> Problem to work on: Rewrite the part of the listing that runs from the line containing "Task: Indicate the farm track" through the end of the listing, replacing "harvested strip" with "stubble strip" and leaving everything else the same.

— START OF Provided records —

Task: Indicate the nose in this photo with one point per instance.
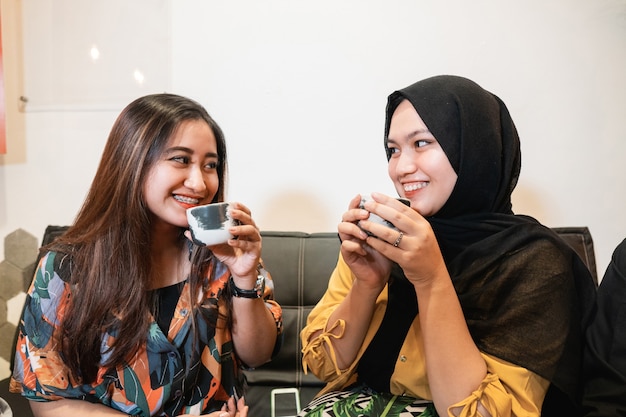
(195, 180)
(406, 163)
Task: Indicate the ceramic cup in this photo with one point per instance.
(209, 224)
(376, 218)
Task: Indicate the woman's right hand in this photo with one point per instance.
(368, 265)
(232, 409)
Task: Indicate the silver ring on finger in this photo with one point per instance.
(398, 240)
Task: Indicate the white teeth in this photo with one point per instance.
(415, 186)
(187, 200)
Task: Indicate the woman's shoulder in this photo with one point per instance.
(54, 264)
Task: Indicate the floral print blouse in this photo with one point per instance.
(169, 376)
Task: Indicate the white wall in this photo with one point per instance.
(299, 88)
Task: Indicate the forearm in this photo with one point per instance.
(67, 407)
(454, 364)
(254, 331)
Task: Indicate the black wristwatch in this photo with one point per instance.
(256, 292)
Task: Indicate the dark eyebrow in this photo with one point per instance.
(411, 135)
(188, 151)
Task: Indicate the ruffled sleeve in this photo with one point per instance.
(507, 390)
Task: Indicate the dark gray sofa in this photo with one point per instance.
(300, 264)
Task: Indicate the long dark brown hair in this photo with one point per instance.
(109, 242)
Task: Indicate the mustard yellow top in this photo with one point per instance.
(507, 390)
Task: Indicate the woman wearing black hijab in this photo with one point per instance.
(465, 305)
(605, 359)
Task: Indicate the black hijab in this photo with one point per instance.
(526, 295)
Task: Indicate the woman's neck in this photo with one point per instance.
(170, 259)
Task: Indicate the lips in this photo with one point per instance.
(186, 200)
(414, 186)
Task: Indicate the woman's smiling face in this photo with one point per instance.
(185, 174)
(418, 166)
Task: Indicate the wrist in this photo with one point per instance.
(257, 290)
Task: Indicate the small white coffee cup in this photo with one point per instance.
(209, 224)
(376, 218)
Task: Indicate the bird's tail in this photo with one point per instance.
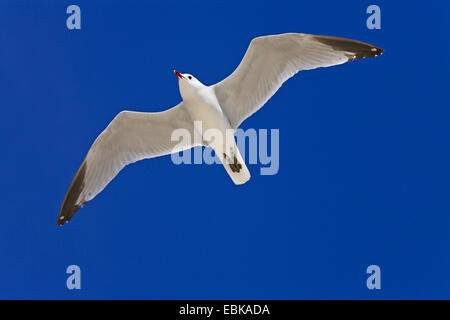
(235, 166)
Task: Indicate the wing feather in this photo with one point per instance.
(271, 60)
(130, 137)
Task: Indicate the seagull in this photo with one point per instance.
(268, 62)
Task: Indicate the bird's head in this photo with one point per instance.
(188, 84)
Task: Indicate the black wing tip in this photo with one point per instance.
(355, 50)
(69, 206)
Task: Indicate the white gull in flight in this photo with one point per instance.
(267, 64)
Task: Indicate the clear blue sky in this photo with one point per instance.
(364, 155)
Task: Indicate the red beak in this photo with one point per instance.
(179, 75)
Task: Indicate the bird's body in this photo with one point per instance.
(267, 64)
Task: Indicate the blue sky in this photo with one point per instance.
(364, 159)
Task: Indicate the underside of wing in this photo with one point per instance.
(271, 60)
(130, 137)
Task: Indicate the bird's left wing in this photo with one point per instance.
(131, 136)
(271, 60)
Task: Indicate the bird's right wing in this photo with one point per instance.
(271, 60)
(130, 137)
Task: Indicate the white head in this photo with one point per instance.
(188, 84)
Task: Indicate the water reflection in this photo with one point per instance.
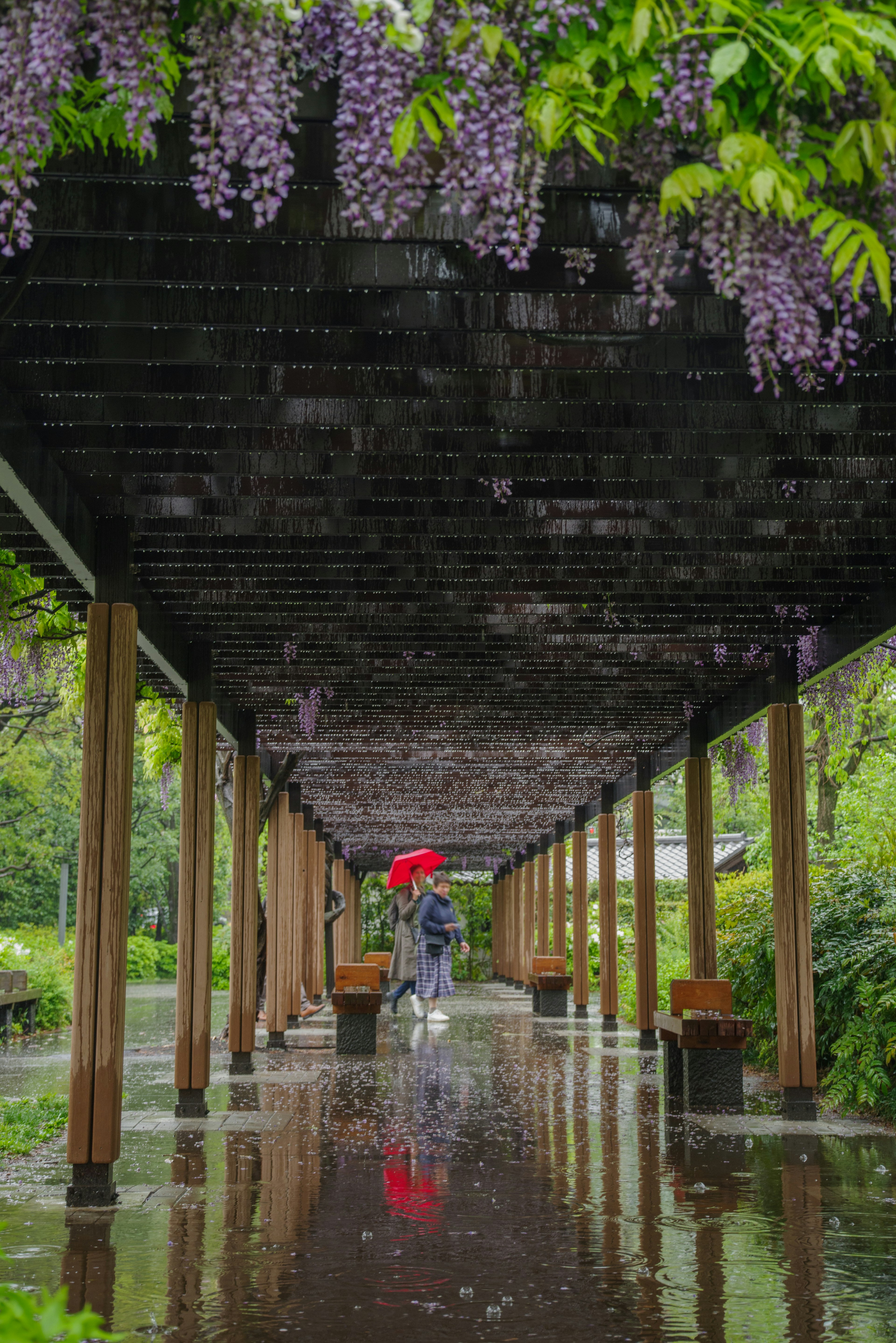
(186, 1239)
(89, 1263)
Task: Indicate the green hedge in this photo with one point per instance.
(150, 960)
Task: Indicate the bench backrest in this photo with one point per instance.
(549, 966)
(348, 977)
(700, 996)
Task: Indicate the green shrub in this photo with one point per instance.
(26, 1123)
(142, 958)
(221, 958)
(166, 961)
(28, 1318)
(854, 912)
(54, 1006)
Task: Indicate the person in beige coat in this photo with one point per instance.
(404, 965)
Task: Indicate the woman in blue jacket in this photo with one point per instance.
(438, 928)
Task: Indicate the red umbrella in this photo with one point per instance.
(402, 864)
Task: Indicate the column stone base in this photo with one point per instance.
(357, 1035)
(553, 1002)
(92, 1186)
(191, 1103)
(797, 1103)
(714, 1079)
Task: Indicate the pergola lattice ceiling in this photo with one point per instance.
(299, 424)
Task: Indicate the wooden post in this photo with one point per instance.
(280, 927)
(545, 899)
(702, 867)
(609, 921)
(559, 864)
(792, 914)
(101, 926)
(300, 914)
(645, 906)
(581, 915)
(244, 927)
(519, 922)
(528, 904)
(193, 1023)
(319, 911)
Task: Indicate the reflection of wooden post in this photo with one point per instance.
(89, 1267)
(581, 915)
(101, 928)
(545, 899)
(609, 921)
(193, 1024)
(792, 917)
(645, 906)
(559, 865)
(528, 903)
(802, 1239)
(186, 1241)
(702, 871)
(244, 927)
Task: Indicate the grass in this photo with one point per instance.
(28, 1123)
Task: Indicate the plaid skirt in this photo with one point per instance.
(433, 973)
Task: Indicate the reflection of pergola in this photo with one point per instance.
(280, 448)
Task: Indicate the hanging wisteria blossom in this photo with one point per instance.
(761, 140)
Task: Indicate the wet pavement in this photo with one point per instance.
(498, 1177)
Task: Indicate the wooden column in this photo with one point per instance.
(528, 906)
(559, 873)
(581, 915)
(280, 926)
(519, 922)
(792, 915)
(609, 919)
(545, 899)
(193, 1021)
(300, 914)
(101, 927)
(319, 911)
(340, 943)
(702, 869)
(244, 914)
(645, 906)
(496, 958)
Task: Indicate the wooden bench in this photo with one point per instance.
(357, 1005)
(550, 984)
(14, 990)
(379, 958)
(703, 1044)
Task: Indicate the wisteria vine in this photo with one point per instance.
(761, 139)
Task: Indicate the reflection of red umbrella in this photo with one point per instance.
(402, 864)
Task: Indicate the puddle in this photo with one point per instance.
(498, 1178)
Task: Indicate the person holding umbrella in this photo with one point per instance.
(408, 875)
(438, 928)
(401, 917)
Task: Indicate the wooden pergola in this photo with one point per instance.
(288, 450)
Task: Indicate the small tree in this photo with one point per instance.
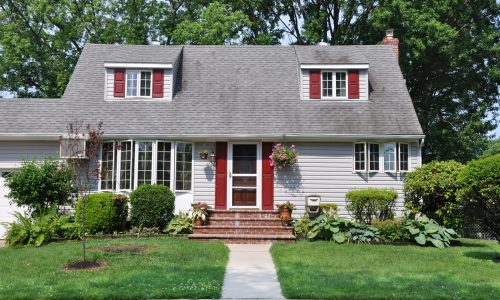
(432, 189)
(40, 185)
(85, 168)
(480, 191)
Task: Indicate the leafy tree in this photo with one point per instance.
(493, 148)
(480, 192)
(432, 190)
(449, 52)
(38, 186)
(216, 25)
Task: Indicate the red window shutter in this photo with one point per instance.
(119, 86)
(353, 82)
(267, 177)
(314, 84)
(158, 83)
(221, 175)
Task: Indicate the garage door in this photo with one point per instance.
(6, 210)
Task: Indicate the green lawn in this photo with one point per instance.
(353, 271)
(173, 268)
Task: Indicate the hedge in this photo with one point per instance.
(152, 206)
(104, 212)
(366, 205)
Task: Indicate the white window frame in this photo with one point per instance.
(119, 166)
(174, 176)
(113, 175)
(334, 85)
(394, 158)
(138, 84)
(370, 158)
(408, 158)
(354, 157)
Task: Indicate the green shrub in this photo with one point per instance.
(152, 206)
(366, 205)
(432, 190)
(424, 230)
(480, 191)
(180, 224)
(40, 229)
(104, 212)
(329, 209)
(392, 230)
(341, 230)
(40, 185)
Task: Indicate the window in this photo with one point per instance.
(144, 162)
(334, 81)
(327, 83)
(183, 166)
(126, 165)
(107, 166)
(373, 157)
(163, 163)
(139, 81)
(404, 152)
(390, 157)
(359, 157)
(340, 84)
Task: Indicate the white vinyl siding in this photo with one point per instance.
(325, 169)
(13, 153)
(167, 86)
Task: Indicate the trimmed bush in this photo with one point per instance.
(480, 192)
(40, 185)
(329, 209)
(152, 206)
(366, 205)
(104, 212)
(432, 190)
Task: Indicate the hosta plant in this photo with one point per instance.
(341, 230)
(424, 230)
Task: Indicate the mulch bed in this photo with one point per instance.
(127, 248)
(90, 265)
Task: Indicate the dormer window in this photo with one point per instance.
(335, 82)
(139, 81)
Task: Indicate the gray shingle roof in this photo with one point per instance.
(226, 90)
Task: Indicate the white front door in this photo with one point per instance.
(244, 177)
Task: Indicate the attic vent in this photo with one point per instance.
(322, 43)
(73, 148)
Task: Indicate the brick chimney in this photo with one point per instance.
(389, 39)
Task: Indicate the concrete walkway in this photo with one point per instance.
(250, 273)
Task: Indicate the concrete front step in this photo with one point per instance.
(218, 221)
(247, 214)
(244, 238)
(231, 229)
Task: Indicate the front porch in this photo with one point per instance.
(243, 226)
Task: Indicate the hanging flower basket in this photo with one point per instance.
(283, 156)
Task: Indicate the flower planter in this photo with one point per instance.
(198, 222)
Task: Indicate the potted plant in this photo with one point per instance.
(283, 156)
(204, 154)
(199, 213)
(285, 210)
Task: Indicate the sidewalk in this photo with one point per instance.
(250, 273)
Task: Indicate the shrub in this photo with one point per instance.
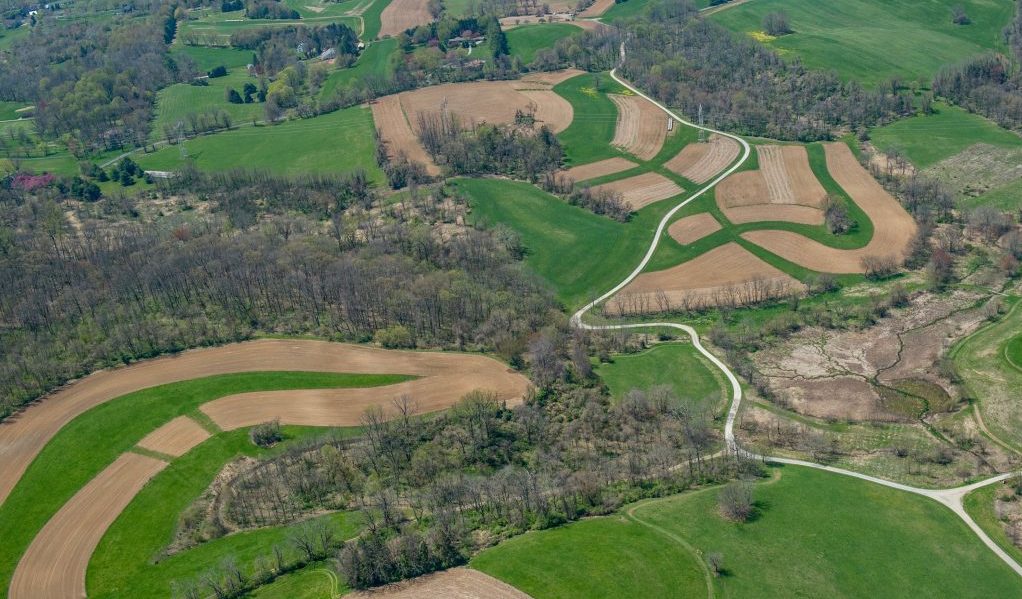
(266, 434)
(735, 500)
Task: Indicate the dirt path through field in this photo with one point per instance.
(893, 228)
(53, 566)
(24, 435)
(459, 583)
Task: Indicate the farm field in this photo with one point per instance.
(872, 41)
(985, 361)
(374, 61)
(123, 421)
(175, 102)
(814, 535)
(677, 365)
(525, 41)
(336, 142)
(927, 139)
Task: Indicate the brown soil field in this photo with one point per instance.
(175, 438)
(344, 407)
(599, 169)
(55, 562)
(728, 274)
(693, 228)
(644, 189)
(893, 228)
(24, 435)
(490, 101)
(404, 14)
(397, 132)
(641, 127)
(783, 189)
(597, 8)
(700, 162)
(459, 583)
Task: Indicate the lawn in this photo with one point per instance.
(874, 40)
(525, 41)
(96, 438)
(595, 558)
(676, 365)
(124, 562)
(176, 101)
(337, 142)
(815, 535)
(579, 254)
(927, 139)
(374, 61)
(588, 138)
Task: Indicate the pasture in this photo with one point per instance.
(814, 535)
(525, 41)
(872, 41)
(677, 365)
(336, 142)
(927, 139)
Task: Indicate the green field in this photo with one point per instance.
(205, 58)
(52, 478)
(123, 563)
(337, 142)
(815, 535)
(989, 378)
(525, 41)
(588, 138)
(374, 61)
(874, 40)
(927, 139)
(595, 558)
(677, 365)
(176, 101)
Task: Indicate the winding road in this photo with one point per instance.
(951, 498)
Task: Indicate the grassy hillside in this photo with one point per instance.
(96, 438)
(335, 142)
(525, 41)
(815, 535)
(874, 40)
(677, 365)
(927, 139)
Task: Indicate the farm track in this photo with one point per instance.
(950, 498)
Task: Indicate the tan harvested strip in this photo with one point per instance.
(701, 162)
(727, 274)
(53, 566)
(22, 436)
(344, 407)
(642, 190)
(397, 133)
(693, 228)
(404, 14)
(459, 583)
(600, 169)
(175, 438)
(772, 212)
(641, 127)
(893, 228)
(597, 8)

— END OF Provided records —

> Result of the task:
Task: Indicate the farm track in this photo with one point per instance.
(950, 498)
Task: Indicate the tan stubble strip in this photo with one point per instance.
(701, 162)
(727, 274)
(53, 566)
(22, 436)
(344, 407)
(642, 190)
(397, 133)
(693, 228)
(404, 14)
(459, 583)
(600, 169)
(175, 438)
(772, 212)
(641, 127)
(893, 228)
(597, 8)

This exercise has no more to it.